In your copy of the listing below, reproduce each word exactly and include no pictures.

++++ DATA FOR REVIEW

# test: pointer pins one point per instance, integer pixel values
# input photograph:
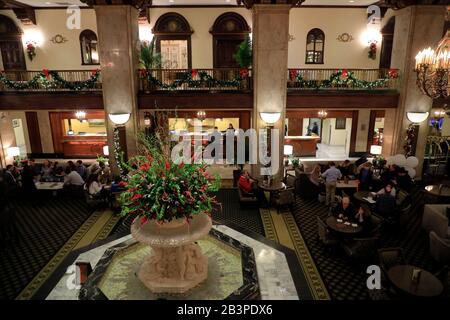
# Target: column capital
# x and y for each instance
(249, 3)
(138, 4)
(400, 4)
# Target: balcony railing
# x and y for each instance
(219, 79)
(51, 80)
(342, 79)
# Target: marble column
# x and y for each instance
(7, 139)
(270, 37)
(416, 27)
(118, 35)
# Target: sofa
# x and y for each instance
(439, 248)
(435, 219)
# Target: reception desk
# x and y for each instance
(304, 146)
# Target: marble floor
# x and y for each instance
(274, 268)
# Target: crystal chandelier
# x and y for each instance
(322, 114)
(432, 67)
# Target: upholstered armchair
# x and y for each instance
(439, 248)
(435, 219)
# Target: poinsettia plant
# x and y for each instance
(162, 189)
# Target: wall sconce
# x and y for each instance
(119, 119)
(81, 115)
(417, 117)
(322, 114)
(201, 115)
(270, 117)
(13, 152)
(375, 150)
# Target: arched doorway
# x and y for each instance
(228, 31)
(11, 45)
(387, 43)
(173, 40)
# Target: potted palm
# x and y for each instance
(244, 58)
(149, 59)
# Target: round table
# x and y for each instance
(341, 228)
(427, 285)
(271, 188)
(360, 195)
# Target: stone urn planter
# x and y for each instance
(176, 263)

++++++++

**SOLUTION FOR THIS EXERCISE:**
# test: pointer pins one point per instance, integer pixel values
# input photograph:
# Target: column capital
# x and y for each instance
(249, 3)
(138, 4)
(400, 4)
# Target: balcony railing
# x and y for each instance
(219, 79)
(51, 80)
(342, 79)
# Target: marble column
# x and y for each instance
(7, 139)
(270, 37)
(416, 27)
(118, 35)
# Target: sofa
# x and y for each instance
(439, 248)
(435, 219)
# Target: reception desk
# x and y for each instance
(304, 146)
# Target: marble floor
# x and y for each instance
(274, 268)
# Target: crystal chandelier
# x and y for each instance
(322, 114)
(432, 67)
# Target: upholstered armchair
# x and y for each instance
(439, 248)
(435, 219)
# Target: poinsettia plant
# x and y for each instance
(162, 189)
# Target: wall sconce
# x and y for each instance
(119, 119)
(81, 115)
(417, 117)
(322, 114)
(201, 115)
(270, 117)
(13, 152)
(375, 150)
# Target: arched doorway
# x and y for each instance
(228, 31)
(11, 45)
(387, 43)
(173, 40)
# Target: potted palm
# x and y for each instance
(244, 58)
(149, 59)
# Target: round table
# x and y for each instance
(341, 228)
(427, 285)
(271, 188)
(360, 195)
# Target: stone urn planter
# x and y for each instance
(176, 263)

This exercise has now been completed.